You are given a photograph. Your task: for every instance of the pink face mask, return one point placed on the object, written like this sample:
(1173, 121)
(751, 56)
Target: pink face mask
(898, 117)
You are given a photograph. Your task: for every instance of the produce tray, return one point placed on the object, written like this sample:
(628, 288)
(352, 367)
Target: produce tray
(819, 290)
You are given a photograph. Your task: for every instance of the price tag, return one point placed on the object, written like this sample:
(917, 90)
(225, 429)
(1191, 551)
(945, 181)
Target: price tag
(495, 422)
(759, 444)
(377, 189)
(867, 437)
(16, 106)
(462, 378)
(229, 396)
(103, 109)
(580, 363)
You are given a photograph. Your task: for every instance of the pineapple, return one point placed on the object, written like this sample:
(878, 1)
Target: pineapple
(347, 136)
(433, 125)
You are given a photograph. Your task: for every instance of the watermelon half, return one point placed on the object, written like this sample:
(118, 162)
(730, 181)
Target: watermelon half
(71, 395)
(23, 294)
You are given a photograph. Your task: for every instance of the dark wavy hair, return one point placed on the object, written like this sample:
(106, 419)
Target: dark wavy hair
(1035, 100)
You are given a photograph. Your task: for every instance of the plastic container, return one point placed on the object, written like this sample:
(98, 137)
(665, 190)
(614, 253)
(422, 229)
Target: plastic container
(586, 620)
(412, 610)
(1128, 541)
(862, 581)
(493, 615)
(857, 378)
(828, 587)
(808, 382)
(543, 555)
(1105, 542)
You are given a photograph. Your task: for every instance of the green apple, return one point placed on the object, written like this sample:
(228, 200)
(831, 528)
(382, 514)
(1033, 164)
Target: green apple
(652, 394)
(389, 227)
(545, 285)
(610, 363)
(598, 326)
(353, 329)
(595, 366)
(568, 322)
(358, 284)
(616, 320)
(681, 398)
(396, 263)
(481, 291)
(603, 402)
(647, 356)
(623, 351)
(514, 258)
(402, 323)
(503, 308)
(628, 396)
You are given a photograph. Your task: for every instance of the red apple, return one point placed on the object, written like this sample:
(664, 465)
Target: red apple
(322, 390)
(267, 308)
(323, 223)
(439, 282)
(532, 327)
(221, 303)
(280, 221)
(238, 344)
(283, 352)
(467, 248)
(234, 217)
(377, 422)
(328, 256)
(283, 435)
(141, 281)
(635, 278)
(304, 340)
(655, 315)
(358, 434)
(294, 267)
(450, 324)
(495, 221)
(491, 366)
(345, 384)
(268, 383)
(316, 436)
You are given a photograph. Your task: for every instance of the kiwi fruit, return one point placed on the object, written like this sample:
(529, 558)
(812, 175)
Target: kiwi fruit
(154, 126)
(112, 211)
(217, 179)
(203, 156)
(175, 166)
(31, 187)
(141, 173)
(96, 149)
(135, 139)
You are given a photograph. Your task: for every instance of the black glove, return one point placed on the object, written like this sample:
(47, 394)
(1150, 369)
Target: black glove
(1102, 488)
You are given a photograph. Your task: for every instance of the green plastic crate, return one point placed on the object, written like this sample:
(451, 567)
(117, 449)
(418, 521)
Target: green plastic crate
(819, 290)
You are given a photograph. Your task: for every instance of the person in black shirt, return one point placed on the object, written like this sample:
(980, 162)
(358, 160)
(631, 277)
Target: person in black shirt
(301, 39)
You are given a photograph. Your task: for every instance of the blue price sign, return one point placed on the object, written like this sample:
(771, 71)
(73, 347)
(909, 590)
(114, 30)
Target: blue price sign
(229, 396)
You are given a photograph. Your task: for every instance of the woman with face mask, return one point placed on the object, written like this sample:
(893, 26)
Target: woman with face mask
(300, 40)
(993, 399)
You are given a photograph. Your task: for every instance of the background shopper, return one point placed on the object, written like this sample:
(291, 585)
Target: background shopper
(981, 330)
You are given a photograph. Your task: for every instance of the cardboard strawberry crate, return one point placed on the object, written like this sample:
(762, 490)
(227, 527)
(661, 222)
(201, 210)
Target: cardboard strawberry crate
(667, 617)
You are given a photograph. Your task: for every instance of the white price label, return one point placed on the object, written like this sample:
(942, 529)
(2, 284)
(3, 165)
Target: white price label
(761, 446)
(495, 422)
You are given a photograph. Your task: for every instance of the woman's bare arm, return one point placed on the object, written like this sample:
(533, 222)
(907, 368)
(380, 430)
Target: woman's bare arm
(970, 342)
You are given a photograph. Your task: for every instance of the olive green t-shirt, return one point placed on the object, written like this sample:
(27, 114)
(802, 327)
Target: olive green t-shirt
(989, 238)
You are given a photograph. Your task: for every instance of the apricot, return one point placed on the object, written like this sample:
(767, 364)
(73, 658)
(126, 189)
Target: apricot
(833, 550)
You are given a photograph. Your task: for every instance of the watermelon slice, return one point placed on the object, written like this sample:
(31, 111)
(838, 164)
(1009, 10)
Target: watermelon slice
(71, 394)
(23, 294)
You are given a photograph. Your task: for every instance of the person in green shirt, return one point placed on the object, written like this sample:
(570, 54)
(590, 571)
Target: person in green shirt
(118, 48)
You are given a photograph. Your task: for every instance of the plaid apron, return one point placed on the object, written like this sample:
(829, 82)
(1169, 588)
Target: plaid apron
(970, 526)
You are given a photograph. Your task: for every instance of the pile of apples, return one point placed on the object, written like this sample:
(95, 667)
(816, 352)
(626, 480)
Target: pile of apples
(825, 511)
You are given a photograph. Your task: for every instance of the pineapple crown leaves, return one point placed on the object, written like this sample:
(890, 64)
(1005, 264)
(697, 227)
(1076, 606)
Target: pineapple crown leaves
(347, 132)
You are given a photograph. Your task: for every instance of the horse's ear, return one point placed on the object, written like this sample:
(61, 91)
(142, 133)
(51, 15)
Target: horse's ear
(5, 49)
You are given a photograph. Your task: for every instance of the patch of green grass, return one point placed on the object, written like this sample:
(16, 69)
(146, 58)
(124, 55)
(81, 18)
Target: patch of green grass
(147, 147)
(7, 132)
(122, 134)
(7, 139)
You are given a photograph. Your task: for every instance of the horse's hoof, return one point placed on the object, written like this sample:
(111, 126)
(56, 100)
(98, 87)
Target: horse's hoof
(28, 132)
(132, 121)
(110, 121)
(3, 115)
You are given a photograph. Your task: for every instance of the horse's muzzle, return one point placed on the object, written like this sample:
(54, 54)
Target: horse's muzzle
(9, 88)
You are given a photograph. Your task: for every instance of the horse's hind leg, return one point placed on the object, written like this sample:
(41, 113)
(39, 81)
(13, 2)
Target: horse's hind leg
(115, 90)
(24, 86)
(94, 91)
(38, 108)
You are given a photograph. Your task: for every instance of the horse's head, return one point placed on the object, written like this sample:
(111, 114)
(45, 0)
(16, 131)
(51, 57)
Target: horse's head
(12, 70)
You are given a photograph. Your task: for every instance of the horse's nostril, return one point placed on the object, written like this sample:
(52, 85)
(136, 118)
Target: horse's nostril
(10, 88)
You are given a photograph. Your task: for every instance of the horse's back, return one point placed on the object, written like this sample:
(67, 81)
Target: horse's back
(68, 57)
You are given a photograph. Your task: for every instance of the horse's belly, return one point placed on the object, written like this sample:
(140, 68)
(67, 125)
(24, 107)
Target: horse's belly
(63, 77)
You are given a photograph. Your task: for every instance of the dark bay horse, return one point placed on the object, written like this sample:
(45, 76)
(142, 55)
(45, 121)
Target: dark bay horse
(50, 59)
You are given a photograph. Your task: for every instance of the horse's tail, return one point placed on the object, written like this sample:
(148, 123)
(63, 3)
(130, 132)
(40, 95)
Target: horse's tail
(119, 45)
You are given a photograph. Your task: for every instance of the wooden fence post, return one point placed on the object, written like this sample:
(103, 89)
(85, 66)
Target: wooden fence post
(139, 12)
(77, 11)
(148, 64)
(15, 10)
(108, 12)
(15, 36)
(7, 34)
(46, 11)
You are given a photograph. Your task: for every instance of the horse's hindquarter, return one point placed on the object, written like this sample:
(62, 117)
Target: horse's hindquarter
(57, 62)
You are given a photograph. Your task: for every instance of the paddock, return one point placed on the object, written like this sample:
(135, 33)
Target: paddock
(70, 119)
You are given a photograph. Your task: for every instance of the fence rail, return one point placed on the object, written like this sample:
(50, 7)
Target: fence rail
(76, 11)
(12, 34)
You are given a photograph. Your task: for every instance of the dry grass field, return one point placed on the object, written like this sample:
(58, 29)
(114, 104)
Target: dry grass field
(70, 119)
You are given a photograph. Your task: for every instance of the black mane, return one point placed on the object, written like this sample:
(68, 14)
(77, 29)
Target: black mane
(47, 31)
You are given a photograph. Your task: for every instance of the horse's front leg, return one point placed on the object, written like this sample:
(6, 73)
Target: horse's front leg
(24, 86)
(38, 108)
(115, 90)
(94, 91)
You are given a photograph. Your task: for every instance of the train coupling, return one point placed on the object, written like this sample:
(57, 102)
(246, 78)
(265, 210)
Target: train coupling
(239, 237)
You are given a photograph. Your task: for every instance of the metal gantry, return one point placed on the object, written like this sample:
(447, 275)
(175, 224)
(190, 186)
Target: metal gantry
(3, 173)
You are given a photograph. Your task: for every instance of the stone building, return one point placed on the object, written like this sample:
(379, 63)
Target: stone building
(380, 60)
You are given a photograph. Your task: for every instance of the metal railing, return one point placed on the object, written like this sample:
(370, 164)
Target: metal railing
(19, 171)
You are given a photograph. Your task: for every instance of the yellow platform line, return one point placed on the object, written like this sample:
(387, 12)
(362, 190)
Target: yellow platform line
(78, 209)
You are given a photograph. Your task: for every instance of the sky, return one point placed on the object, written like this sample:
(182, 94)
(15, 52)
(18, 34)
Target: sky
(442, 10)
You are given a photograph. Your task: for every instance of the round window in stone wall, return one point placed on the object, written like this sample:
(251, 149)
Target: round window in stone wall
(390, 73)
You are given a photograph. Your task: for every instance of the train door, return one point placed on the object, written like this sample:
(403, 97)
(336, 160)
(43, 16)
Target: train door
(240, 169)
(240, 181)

# # # # # # #

• _What this task involves_
Your task is to output exactly the lines running from the one with "train door, return" through the final line of the material above, with both ends included.

• _Answer box_
You are given a photograph. Your task: for every instance of the train door, return one point placed on the object, written like this sample:
(403, 97)
(336, 160)
(43, 16)
Target: train door
(240, 169)
(240, 181)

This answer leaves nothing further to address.